» **Page excerpt**
● ● ●

While evaluating Shreya's logical AND synthesis work on spec2017 I ran into a code quality regression where combine was failing to eliminate a redundant sign extension.

I had a hunch the problem would be with the multiple sets of the same pseudo register in the AND synthesis path. I was right that the problem was multiple sets of the same pseudo, but it was actually some of the splitters in the RISC-V backend that were the culprit. Those multiple sets caused the sign bit tracking code to need to make conservative assumptions thus resulting in failure to eliminate the unnecessary sign extension.

So before we start moving on the logical AND patch we're going to do some cleanups.

There's multiple moving parts in play. For example, we have splitters which do multiple sets of the output register. Fixing some of those independently would result in a code quality regression. Instead they need some adjustments to or removal of mvconst_internal. Of course getting rid of mvconst_internal will trigger all kinds of code quality regressions right now which ultimately lead back to the need to revamp the logical AND expander. Point being we've got some circular dependencies and breaking them may result in short term code quality regressions. I'll obviously try to avoid those as much as possible.

So to start the process this patch adjusts the recently added XOR/IOR synthesis to avoid re-using the destination register. While the reuse was clearly safe from a semantic standpoint, various parts of the compiler can do a better job for pseudos that are only set once.

● ● ●

» **Material provided**
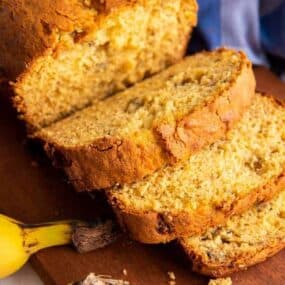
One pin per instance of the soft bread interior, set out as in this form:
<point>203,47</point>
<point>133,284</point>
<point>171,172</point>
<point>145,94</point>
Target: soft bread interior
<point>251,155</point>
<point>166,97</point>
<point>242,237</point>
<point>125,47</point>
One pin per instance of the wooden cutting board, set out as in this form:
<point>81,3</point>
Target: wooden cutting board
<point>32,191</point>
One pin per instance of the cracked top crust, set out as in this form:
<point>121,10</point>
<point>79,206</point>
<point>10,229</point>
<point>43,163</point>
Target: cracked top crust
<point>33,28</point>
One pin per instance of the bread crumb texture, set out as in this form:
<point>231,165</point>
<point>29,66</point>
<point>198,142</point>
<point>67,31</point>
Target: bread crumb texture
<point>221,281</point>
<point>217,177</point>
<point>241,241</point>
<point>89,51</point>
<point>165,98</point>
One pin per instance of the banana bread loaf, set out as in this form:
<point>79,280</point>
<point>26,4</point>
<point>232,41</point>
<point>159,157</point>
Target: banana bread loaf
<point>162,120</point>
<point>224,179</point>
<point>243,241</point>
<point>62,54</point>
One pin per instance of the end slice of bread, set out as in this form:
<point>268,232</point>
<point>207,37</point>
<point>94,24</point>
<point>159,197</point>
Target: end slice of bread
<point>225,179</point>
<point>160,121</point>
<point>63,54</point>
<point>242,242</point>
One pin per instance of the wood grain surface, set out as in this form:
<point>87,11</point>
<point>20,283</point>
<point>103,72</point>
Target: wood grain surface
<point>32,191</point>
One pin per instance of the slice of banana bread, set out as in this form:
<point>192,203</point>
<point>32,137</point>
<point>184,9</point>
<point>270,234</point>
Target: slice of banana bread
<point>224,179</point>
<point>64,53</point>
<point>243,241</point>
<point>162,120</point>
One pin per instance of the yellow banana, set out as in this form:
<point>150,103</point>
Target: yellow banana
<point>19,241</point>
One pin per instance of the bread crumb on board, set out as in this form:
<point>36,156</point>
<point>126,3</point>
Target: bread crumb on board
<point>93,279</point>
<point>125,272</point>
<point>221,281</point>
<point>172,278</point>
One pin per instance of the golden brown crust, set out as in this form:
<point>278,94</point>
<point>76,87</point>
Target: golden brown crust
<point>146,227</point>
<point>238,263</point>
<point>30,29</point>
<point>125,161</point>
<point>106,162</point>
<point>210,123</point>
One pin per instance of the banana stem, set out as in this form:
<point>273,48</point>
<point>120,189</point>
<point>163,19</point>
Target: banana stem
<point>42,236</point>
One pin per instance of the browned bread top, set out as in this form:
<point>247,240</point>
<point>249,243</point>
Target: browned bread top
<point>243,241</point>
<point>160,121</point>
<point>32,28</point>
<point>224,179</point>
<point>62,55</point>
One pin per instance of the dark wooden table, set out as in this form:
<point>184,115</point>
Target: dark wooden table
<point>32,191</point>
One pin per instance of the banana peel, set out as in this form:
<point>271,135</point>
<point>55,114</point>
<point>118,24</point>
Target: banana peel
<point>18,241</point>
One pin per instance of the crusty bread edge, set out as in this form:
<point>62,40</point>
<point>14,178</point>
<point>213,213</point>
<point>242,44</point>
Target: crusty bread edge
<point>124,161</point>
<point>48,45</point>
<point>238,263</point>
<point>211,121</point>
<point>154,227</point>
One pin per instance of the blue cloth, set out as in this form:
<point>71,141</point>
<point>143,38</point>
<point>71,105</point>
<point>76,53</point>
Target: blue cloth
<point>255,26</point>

● ● ●

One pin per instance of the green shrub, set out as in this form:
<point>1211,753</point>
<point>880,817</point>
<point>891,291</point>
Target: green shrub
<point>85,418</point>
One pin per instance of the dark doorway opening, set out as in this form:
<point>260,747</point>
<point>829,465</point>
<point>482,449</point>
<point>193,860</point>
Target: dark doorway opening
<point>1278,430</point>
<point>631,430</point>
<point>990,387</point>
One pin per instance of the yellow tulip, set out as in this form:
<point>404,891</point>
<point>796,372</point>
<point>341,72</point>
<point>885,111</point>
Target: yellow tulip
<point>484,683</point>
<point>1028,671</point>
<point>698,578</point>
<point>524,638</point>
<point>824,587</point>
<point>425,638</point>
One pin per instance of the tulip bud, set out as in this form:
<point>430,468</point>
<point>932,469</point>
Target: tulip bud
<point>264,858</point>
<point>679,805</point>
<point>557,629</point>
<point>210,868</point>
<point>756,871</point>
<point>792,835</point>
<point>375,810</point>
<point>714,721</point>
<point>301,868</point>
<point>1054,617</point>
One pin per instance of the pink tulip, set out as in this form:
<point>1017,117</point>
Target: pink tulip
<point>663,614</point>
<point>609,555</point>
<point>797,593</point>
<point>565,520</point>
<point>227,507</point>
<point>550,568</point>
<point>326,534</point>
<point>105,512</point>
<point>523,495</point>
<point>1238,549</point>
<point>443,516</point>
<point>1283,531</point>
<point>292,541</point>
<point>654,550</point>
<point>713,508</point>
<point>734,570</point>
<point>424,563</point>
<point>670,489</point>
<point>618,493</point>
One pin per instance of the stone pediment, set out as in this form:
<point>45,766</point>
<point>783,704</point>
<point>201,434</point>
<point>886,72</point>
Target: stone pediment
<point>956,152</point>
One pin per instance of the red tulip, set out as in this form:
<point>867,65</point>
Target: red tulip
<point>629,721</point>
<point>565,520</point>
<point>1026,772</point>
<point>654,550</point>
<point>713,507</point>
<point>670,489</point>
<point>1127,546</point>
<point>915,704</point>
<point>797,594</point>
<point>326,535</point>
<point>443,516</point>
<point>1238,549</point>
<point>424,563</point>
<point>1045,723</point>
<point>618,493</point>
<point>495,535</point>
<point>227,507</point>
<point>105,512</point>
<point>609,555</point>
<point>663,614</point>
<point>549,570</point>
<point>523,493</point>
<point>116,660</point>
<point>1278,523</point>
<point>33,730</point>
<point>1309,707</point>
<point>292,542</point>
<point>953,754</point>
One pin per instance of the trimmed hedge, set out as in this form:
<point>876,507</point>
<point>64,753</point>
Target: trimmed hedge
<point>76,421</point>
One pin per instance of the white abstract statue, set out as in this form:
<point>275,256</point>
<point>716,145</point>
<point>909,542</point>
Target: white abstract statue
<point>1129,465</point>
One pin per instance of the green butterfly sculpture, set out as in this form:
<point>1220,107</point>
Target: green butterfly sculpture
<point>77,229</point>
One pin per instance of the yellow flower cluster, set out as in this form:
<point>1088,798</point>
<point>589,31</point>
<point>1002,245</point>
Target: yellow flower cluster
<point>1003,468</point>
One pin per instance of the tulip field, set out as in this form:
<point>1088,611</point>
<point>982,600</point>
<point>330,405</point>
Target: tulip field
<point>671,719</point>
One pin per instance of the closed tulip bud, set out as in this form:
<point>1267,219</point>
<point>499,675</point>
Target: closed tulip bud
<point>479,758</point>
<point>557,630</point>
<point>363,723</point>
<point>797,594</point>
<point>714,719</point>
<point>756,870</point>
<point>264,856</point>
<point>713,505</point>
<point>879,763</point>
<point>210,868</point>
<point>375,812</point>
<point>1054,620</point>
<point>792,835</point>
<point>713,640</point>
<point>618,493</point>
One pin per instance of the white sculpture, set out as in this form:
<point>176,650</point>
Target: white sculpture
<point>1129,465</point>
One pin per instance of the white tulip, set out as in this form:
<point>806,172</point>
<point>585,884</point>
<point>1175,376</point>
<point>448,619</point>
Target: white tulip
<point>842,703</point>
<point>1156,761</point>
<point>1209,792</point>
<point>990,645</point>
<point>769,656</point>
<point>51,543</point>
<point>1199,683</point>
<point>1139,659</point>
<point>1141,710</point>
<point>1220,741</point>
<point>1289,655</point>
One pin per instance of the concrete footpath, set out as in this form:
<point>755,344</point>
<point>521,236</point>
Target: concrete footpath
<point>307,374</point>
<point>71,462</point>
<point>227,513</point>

● ● ●

» **What is asked**
• 1. Name every logical operation whose synthesis the patch description mentions.
• 2. Copy out the part of the records that opens with the line containing "One pin per instance of the closed" and closes with the line containing "<point>756,870</point>", including both of those lines.
The patch description and the records have no connection to each other.

» **Answers to the problems**
• 1. AND, XOR, IOR

• 2.
One pin per instance of the closed tulip bud, set out as in this form:
<point>1267,219</point>
<point>499,675</point>
Target: closed tulip bud
<point>479,758</point>
<point>557,630</point>
<point>363,723</point>
<point>797,594</point>
<point>714,719</point>
<point>756,870</point>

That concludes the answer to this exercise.